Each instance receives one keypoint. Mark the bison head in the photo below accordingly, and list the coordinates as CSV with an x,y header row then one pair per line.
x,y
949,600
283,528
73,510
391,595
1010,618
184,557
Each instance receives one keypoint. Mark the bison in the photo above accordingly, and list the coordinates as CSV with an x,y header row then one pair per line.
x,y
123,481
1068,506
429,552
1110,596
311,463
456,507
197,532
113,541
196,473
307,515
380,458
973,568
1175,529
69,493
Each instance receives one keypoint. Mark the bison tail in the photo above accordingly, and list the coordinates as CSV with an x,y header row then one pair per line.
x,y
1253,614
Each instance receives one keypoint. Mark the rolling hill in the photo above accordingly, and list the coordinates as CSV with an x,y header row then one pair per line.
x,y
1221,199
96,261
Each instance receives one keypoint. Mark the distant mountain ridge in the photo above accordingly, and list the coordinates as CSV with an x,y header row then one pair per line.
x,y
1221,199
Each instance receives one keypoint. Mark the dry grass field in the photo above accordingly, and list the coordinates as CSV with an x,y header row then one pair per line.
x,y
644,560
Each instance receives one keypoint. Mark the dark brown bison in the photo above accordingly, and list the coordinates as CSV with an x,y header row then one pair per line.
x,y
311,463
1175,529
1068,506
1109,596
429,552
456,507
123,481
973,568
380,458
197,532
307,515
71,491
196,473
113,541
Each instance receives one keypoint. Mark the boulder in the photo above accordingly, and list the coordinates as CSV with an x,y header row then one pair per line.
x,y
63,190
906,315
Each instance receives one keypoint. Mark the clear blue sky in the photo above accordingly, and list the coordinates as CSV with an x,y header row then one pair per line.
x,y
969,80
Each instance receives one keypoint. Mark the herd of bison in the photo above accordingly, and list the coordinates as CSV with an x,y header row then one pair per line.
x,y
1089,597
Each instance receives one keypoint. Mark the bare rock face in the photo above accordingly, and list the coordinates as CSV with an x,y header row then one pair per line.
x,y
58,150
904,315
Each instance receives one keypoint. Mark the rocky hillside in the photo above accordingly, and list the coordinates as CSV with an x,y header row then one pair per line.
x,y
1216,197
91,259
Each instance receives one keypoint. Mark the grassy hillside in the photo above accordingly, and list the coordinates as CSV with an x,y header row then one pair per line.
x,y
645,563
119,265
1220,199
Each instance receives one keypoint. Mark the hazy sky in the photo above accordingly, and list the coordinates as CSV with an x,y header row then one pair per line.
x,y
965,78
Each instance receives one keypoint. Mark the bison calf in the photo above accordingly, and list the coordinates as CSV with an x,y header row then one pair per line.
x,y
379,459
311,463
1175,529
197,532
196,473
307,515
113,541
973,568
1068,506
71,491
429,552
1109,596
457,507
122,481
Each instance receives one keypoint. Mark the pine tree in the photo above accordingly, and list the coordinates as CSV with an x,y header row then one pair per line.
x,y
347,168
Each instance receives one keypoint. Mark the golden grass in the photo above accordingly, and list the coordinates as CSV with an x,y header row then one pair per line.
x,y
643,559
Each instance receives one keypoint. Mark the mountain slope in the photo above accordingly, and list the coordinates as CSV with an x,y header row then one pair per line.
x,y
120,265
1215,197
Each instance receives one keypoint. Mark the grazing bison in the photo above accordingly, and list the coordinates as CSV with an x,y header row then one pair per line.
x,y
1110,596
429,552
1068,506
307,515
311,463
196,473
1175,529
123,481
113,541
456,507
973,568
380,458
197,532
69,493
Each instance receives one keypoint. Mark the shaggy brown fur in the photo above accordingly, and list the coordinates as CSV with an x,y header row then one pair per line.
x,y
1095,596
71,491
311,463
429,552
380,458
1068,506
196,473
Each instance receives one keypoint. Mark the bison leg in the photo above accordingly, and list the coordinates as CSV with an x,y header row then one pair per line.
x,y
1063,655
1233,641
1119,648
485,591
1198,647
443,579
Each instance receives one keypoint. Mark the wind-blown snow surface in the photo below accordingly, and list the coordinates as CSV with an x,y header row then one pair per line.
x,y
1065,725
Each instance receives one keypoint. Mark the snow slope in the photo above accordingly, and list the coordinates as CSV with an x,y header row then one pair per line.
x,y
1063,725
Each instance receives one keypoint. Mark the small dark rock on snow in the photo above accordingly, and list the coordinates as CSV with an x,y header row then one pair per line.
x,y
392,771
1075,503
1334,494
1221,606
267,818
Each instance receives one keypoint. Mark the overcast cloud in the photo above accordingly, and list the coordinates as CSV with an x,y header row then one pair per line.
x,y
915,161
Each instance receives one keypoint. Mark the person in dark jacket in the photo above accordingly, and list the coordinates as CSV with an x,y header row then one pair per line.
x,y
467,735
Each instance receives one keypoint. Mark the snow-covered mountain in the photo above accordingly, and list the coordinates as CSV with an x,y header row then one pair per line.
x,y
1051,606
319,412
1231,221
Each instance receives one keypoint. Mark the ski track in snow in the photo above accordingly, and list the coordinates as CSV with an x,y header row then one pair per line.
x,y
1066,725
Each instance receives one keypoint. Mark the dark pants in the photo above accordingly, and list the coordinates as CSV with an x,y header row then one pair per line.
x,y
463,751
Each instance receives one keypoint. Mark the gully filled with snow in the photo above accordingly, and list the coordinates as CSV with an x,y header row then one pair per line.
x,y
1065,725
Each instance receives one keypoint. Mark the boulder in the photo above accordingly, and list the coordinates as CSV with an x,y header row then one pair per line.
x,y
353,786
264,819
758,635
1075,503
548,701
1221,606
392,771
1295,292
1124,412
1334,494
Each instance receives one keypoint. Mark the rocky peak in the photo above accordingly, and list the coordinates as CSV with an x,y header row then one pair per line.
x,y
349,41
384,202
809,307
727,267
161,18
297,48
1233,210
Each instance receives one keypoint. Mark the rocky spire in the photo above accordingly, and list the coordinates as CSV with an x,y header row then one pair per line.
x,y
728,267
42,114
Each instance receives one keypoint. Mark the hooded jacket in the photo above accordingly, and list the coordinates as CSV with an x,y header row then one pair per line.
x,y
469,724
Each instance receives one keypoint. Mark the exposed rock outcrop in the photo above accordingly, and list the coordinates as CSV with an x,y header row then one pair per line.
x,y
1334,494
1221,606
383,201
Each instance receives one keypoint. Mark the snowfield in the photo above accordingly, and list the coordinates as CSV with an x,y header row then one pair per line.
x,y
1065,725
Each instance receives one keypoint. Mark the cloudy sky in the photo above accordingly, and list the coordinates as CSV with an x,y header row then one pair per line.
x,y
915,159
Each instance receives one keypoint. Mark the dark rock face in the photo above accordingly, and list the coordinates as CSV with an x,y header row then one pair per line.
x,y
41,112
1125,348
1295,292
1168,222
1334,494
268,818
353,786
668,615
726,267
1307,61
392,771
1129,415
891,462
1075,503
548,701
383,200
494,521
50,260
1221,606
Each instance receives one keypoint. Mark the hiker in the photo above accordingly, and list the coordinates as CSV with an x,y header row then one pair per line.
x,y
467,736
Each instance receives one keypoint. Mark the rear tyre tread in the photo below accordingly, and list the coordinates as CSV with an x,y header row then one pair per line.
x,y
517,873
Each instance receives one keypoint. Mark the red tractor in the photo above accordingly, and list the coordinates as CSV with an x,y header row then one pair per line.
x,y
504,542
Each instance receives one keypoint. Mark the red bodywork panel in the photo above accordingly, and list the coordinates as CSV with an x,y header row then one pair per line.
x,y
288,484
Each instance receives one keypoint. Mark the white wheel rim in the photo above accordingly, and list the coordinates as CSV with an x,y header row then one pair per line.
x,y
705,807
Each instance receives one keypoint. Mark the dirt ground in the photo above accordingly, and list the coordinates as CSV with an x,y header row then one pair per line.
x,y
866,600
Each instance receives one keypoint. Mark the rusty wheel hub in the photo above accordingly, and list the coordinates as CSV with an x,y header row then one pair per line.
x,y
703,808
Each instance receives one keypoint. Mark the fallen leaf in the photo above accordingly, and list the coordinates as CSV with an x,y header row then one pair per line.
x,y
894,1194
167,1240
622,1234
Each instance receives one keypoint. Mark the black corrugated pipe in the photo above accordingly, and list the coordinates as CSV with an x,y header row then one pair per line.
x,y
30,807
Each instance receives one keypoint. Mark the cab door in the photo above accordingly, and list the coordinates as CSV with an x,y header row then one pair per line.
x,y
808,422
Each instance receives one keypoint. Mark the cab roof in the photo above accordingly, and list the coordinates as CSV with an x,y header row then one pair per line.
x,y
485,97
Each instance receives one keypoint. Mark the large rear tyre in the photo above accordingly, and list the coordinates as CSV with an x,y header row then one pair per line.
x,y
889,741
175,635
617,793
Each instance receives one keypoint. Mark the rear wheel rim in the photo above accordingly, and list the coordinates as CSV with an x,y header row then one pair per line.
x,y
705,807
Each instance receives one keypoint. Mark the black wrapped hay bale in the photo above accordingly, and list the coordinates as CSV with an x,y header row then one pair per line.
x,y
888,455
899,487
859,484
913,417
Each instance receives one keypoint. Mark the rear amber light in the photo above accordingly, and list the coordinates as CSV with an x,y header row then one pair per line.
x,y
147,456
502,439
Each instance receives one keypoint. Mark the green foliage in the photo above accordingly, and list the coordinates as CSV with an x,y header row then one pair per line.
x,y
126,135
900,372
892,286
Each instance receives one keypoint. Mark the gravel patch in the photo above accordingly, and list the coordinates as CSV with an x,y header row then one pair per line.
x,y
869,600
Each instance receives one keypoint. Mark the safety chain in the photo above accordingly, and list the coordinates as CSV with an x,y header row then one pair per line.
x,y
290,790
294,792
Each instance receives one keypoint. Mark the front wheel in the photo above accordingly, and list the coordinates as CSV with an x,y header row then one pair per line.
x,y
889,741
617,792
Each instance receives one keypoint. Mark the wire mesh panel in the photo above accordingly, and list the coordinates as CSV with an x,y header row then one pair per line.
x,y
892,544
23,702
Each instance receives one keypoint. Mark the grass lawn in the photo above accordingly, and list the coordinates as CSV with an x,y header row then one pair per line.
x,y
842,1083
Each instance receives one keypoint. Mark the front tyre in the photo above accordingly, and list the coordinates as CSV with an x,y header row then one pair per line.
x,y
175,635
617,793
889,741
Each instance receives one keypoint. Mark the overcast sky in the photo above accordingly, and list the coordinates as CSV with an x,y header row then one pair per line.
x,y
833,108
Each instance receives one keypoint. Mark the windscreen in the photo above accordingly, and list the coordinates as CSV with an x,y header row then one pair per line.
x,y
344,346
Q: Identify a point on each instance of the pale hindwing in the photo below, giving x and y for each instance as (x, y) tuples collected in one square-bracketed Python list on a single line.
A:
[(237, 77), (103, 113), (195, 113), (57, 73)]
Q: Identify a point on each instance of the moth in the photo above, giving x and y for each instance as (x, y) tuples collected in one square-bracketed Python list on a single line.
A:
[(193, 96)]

· · · · ·

EXERCISE BRIEF >> The answer must consist solely of the number of lines in the listing that include the string "tuples".

TASK ANSWER >> 2